What the task requires: Put every line of the records below into a Markdown table with the columns "No." and "Line". Number the rows in order, skip blank lines, and leave the pictures out.

Data shown:
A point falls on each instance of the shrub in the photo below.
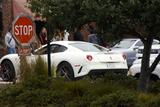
(118, 99)
(34, 75)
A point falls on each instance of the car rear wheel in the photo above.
(7, 71)
(65, 70)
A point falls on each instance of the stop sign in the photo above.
(23, 29)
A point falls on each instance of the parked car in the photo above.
(135, 69)
(129, 47)
(155, 50)
(71, 58)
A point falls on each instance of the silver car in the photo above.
(129, 48)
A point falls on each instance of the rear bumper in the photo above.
(99, 68)
(118, 71)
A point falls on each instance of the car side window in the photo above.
(139, 43)
(41, 51)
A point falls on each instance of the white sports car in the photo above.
(71, 58)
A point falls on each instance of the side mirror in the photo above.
(136, 48)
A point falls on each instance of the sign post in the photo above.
(23, 30)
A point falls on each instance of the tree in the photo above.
(140, 18)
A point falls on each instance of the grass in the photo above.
(36, 89)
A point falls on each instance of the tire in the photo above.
(65, 70)
(7, 71)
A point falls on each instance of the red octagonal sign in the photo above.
(23, 29)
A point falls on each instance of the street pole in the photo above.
(48, 49)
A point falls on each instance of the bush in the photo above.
(118, 99)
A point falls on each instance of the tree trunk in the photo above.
(145, 72)
(154, 64)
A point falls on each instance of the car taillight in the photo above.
(89, 57)
(124, 56)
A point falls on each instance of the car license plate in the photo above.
(110, 65)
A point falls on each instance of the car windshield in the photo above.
(89, 47)
(125, 43)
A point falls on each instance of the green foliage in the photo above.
(33, 74)
(117, 99)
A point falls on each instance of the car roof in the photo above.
(63, 43)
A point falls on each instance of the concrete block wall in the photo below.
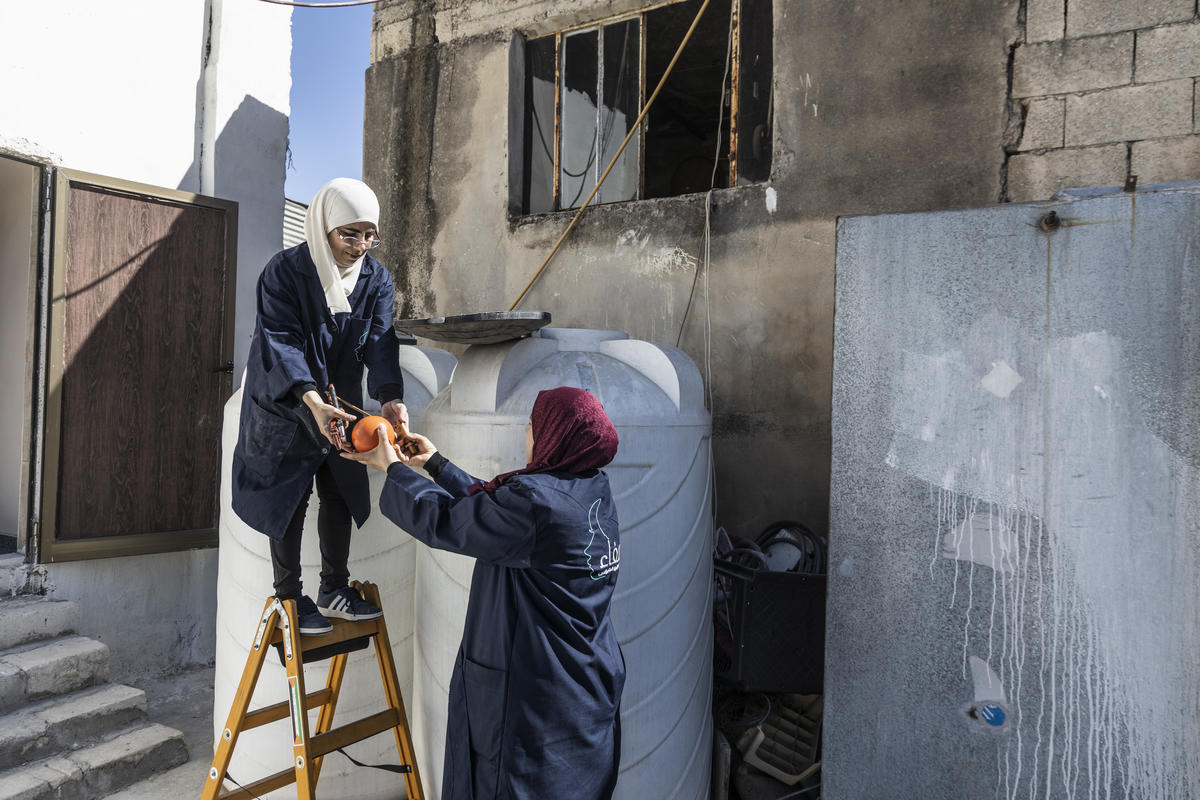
(1107, 90)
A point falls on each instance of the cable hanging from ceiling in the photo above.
(337, 4)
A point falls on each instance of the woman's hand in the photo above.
(415, 449)
(323, 413)
(382, 457)
(395, 413)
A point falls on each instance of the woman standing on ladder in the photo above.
(324, 313)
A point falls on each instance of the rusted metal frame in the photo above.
(735, 86)
(599, 120)
(641, 116)
(51, 547)
(641, 102)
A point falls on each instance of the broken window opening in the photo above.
(709, 126)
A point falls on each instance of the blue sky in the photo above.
(330, 53)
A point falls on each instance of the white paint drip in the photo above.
(1001, 380)
(633, 239)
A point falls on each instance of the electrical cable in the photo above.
(337, 4)
(798, 793)
(633, 130)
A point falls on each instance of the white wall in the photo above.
(149, 91)
(18, 190)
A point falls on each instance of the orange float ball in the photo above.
(365, 434)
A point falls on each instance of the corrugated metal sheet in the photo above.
(293, 222)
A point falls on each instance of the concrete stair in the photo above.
(65, 732)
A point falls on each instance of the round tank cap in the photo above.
(485, 328)
(579, 338)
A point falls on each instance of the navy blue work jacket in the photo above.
(535, 691)
(299, 341)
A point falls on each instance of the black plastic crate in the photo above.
(775, 638)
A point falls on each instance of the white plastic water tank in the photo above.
(381, 553)
(661, 607)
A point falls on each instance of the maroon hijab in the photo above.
(570, 434)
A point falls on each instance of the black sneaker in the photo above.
(346, 603)
(310, 619)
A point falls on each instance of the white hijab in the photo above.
(337, 203)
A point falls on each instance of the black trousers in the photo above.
(333, 528)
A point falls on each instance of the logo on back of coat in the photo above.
(604, 554)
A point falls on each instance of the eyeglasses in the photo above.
(370, 241)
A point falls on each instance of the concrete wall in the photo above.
(1014, 506)
(18, 234)
(1105, 90)
(875, 109)
(198, 103)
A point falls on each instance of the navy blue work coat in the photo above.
(535, 692)
(299, 341)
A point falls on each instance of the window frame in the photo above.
(520, 164)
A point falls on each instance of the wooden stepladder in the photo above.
(279, 627)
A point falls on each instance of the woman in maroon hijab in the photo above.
(535, 692)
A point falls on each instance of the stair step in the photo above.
(29, 618)
(58, 725)
(97, 770)
(48, 668)
(21, 578)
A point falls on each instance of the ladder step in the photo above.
(327, 743)
(258, 788)
(343, 630)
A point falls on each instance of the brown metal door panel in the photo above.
(139, 323)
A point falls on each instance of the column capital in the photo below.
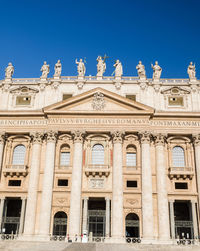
(196, 139)
(2, 137)
(78, 136)
(117, 136)
(159, 139)
(51, 136)
(37, 137)
(145, 137)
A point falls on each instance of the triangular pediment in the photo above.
(98, 101)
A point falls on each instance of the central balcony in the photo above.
(100, 170)
(15, 170)
(180, 172)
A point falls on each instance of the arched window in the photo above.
(19, 155)
(60, 224)
(131, 156)
(178, 157)
(98, 154)
(65, 155)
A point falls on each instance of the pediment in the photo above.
(176, 90)
(98, 101)
(24, 90)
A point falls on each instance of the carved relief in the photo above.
(98, 102)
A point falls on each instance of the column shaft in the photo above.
(172, 225)
(107, 217)
(75, 197)
(163, 211)
(21, 226)
(85, 213)
(46, 202)
(117, 195)
(147, 200)
(30, 216)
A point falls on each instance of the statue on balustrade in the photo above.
(81, 69)
(156, 71)
(118, 68)
(58, 69)
(141, 70)
(191, 71)
(9, 71)
(45, 70)
(101, 66)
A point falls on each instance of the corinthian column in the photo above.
(45, 211)
(163, 211)
(29, 227)
(147, 200)
(117, 187)
(196, 141)
(2, 141)
(75, 197)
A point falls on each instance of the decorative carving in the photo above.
(96, 183)
(118, 69)
(58, 69)
(78, 136)
(141, 71)
(145, 137)
(45, 71)
(156, 71)
(37, 137)
(159, 139)
(196, 139)
(51, 136)
(9, 72)
(98, 102)
(118, 136)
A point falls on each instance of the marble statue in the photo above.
(58, 69)
(118, 68)
(141, 70)
(156, 71)
(9, 71)
(45, 70)
(101, 66)
(81, 68)
(191, 71)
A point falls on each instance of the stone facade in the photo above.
(112, 156)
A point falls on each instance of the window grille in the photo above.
(19, 155)
(98, 155)
(130, 159)
(65, 158)
(178, 158)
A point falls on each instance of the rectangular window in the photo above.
(131, 97)
(64, 158)
(23, 100)
(181, 185)
(175, 101)
(131, 183)
(14, 183)
(62, 183)
(66, 96)
(130, 159)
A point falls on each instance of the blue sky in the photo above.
(129, 30)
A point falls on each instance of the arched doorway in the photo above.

Full response:
| No. | Line |
|---|---|
| 1 | A point falls on each instance of the shrub in the photo below. |
| 2 | (118, 99) |
| 3 | (34, 75) |
| 4 | A point falls on each instance of the car rear wheel in the photo above. |
| 5 | (7, 71) |
| 6 | (65, 70) |
| 7 | A point falls on each instance of the stop sign in the photo above. |
| 8 | (23, 29) |
| 9 | A point falls on each instance of the parked car in the photo above. |
| 10 | (135, 69) |
| 11 | (129, 47) |
| 12 | (155, 50) |
| 13 | (71, 58) |
| 14 | A point falls on each instance of the silver car in the photo above. |
| 15 | (129, 48) |
| 16 | A point falls on each instance of the rear bumper in the photo above. |
| 17 | (99, 68) |
| 18 | (118, 71) |
| 19 | A point falls on each instance of the car side window in the photo above. |
| 20 | (139, 43) |
| 21 | (41, 51) |
| 22 | A point falls on each instance of the white sports car in the photo above. |
| 23 | (71, 58) |
| 24 | A point falls on each instance of the side mirror in the photo above. |
| 25 | (136, 48) |
| 26 | A point falls on each instance of the sign post in the photo above. |
| 27 | (23, 30) |
| 28 | A point falls on each instance of the tree in the photo above. |
| 29 | (140, 18) |
| 30 | A point falls on each instance of the grass in the photo above. |
| 31 | (36, 89) |
| 32 | A point falls on each instance of the tire in the photo above. |
| 33 | (65, 70) |
| 34 | (7, 71) |
| 35 | A point falls on each instance of the red octagonal sign in the photo above. |
| 36 | (23, 29) |
| 37 | A point falls on each instance of the street pole in the photo above. |
| 38 | (48, 49) |
| 39 | A point falls on each instance of the bush in the photo above. |
| 40 | (118, 99) |
| 41 | A point falls on each instance of the tree trunk in the photo above. |
| 42 | (145, 72) |
| 43 | (154, 64) |
| 44 | A point falls on each instance of the car taillight in the photo above. |
| 45 | (89, 57) |
| 46 | (124, 56) |
| 47 | A point falls on each instance of the car license plate in the photo above. |
| 48 | (110, 65) |
| 49 | A point falls on each instance of the car windshield in the photo above. |
| 50 | (89, 47) |
| 51 | (125, 43) |
| 52 | A point falls on each instance of the green foliage in the photo above. |
| 53 | (33, 74) |
| 54 | (117, 99) |
| 55 | A point falls on each instance of the car roof in the photo above. |
| 56 | (63, 43) |
| 57 | A point falls on each instance of the concrete block wall in the photo below. |
| 58 | (1107, 90) |
| 59 | A point falls on each instance of the cable hanging from ceiling in the photo above. |
| 60 | (337, 4) |
| 61 | A point falls on each instance of the woman's hand in the photo above. |
| 62 | (415, 449) |
| 63 | (323, 413) |
| 64 | (382, 457) |
| 65 | (395, 413) |
| 66 | A point falls on each instance of the woman standing on ladder in the photo above. |
| 67 | (324, 313) |
| 68 | A point falls on each instance of the rusted metal frame in the photo above. |
| 69 | (735, 86) |
| 70 | (599, 120) |
| 71 | (641, 116) |
| 72 | (51, 547) |
| 73 | (641, 102) |
| 74 | A point falls on each instance of the broken window opening in the photo above. |
| 75 | (709, 126) |
| 76 | A point falls on each instance of the blue sky in the photo above. |
| 77 | (330, 53) |
| 78 | A point falls on each instance of the white paint drip in the photo above. |
| 79 | (1001, 380) |
| 80 | (633, 239) |
| 81 | A point falls on each instance of the electrical cable in the photo above. |
| 82 | (337, 4) |
| 83 | (798, 793) |
| 84 | (633, 130) |
| 85 | A point falls on each instance of the white wall in the photo above. |
| 86 | (149, 91) |
| 87 | (18, 190) |
| 88 | A point falls on each instance of the orange float ball in the photo above. |
| 89 | (365, 434) |
| 90 | A point falls on each instance of the corrugated metal sheet in the photo above. |
| 91 | (293, 222) |
| 92 | A point falls on each instance of the concrete stair in the photo above. |
| 93 | (65, 732) |
| 94 | A point falls on each instance of the round tank cap in the photo above. |
| 95 | (485, 328) |
| 96 | (579, 338) |
| 97 | A point falls on each instance of the navy blue work jacket in the photo above. |
| 98 | (535, 691) |
| 99 | (299, 341) |
| 100 | A point falls on each instance of the black plastic crate in the photo above. |
| 101 | (775, 638) |
| 102 | A point falls on each instance of the white plastic water tank in the photo above. |
| 103 | (381, 553) |
| 104 | (661, 607) |
| 105 | A point falls on each instance of the maroon hijab in the photo above. |
| 106 | (570, 434) |
| 107 | A point falls on each instance of the black sneaker in the photo above. |
| 108 | (346, 603) |
| 109 | (310, 619) |
| 110 | A point falls on each instance of the white hijab in the photo above. |
| 111 | (337, 203) |
| 112 | A point falls on each instance of the black trousers in the photo above. |
| 113 | (333, 528) |
| 114 | A point falls on each instance of the logo on back of coat in the photo above. |
| 115 | (604, 554) |
| 116 | A point falls on each instance of the eyeglasses in the photo above. |
| 117 | (370, 241) |
| 118 | A point falls on each instance of the concrete wall in the photo above. |
| 119 | (1014, 506) |
| 120 | (18, 234) |
| 121 | (1105, 90) |
| 122 | (875, 109) |
| 123 | (198, 103) |
| 124 | A point falls on each instance of the navy blue work coat in the photo above. |
| 125 | (535, 692) |
| 126 | (299, 341) |
| 127 | A point falls on each instance of the window frame in the photo above. |
| 128 | (520, 164) |
| 129 | A point falls on each instance of the wooden stepladder in the photo above. |
| 130 | (279, 627) |
| 131 | A point falls on each instance of the woman in maroon hijab in the photo above. |
| 132 | (535, 692) |
| 133 | A point falls on each instance of the stair step in the photo above. |
| 134 | (29, 618) |
| 135 | (58, 725) |
| 136 | (97, 770) |
| 137 | (48, 668) |
| 138 | (21, 578) |
| 139 | A point falls on each instance of the ladder step in the photo above. |
| 140 | (327, 743) |
| 141 | (258, 788) |
| 142 | (343, 630) |
| 143 | A point falls on each instance of the brown metal door panel in the photo above. |
| 144 | (139, 323) |
| 145 | A point falls on each instance of the column capital in the photo below. |
| 146 | (196, 139) |
| 147 | (2, 137) |
| 148 | (78, 136) |
| 149 | (117, 136) |
| 150 | (159, 139) |
| 151 | (51, 136) |
| 152 | (37, 137) |
| 153 | (145, 137) |
| 154 | A point falls on each instance of the triangular pediment in the photo above. |
| 155 | (98, 101) |
| 156 | A point falls on each instance of the central balcony in the photo above. |
| 157 | (100, 170) |
| 158 | (15, 170) |
| 159 | (180, 172) |
| 160 | A point falls on each instance of the arched window in the photo above. |
| 161 | (19, 155) |
| 162 | (60, 224) |
| 163 | (131, 156) |
| 164 | (178, 157) |
| 165 | (98, 154) |
| 166 | (65, 155) |
| 167 | A point falls on each instance of the pediment in the photo above. |
| 168 | (176, 90) |
| 169 | (98, 101) |
| 170 | (24, 90) |
| 171 | A point falls on each instance of the carved relief in the photo above. |
| 172 | (98, 102) |
| 173 | A point falls on each instance of the column shaft in the photo above. |
| 174 | (172, 225) |
| 175 | (107, 217) |
| 176 | (75, 197) |
| 177 | (163, 211) |
| 178 | (21, 226) |
| 179 | (85, 213) |
| 180 | (46, 202) |
| 181 | (117, 195) |
| 182 | (147, 200) |
| 183 | (30, 216) |
| 184 | A point falls on each instance of the statue on balustrade in the photo above. |
| 185 | (81, 69) |
| 186 | (156, 71) |
| 187 | (118, 68) |
| 188 | (58, 69) |
| 189 | (141, 70) |
| 190 | (191, 71) |
| 191 | (9, 71) |
| 192 | (45, 70) |
| 193 | (101, 66) |
| 194 | A point falls on each instance of the corinthian column in the photo above. |
| 195 | (45, 211) |
| 196 | (163, 211) |
| 197 | (29, 227) |
| 198 | (147, 200) |
| 199 | (117, 187) |
| 200 | (196, 141) |
| 201 | (2, 141) |
| 202 | (75, 197) |
| 203 | A point falls on each instance of the decorative carving in the photo above. |
| 204 | (96, 183) |
| 205 | (118, 69) |
| 206 | (58, 69) |
| 207 | (78, 136) |
| 208 | (141, 71) |
| 209 | (145, 137) |
| 210 | (45, 71) |
| 211 | (156, 71) |
| 212 | (37, 137) |
| 213 | (159, 139) |
| 214 | (196, 139) |
| 215 | (51, 136) |
| 216 | (9, 72) |
| 217 | (98, 102) |
| 218 | (118, 136) |
| 219 | A point falls on each instance of the marble statue in the photo above. |
| 220 | (58, 69) |
| 221 | (118, 68) |
| 222 | (141, 70) |
| 223 | (156, 71) |
| 224 | (9, 71) |
| 225 | (45, 70) |
| 226 | (101, 66) |
| 227 | (81, 68) |
| 228 | (191, 71) |
| 229 | A point falls on each instance of the stone facade in the photo above. |
| 230 | (112, 156) |
| 231 | A point falls on each instance of the window grille in the photo above. |
| 232 | (19, 155) |
| 233 | (98, 155) |
| 234 | (130, 159) |
| 235 | (65, 158) |
| 236 | (178, 158) |
| 237 | A point falls on each instance of the rectangular window in the photo above. |
| 238 | (131, 97) |
| 239 | (64, 158) |
| 240 | (23, 100) |
| 241 | (181, 185) |
| 242 | (175, 101) |
| 243 | (131, 183) |
| 244 | (14, 183) |
| 245 | (62, 183) |
| 246 | (66, 96) |
| 247 | (130, 159) |
| 248 | A point falls on each instance of the blue sky in the photo above. |
| 249 | (129, 30) |
| 250 | A point falls on each instance of the arched doorway in the photo above. |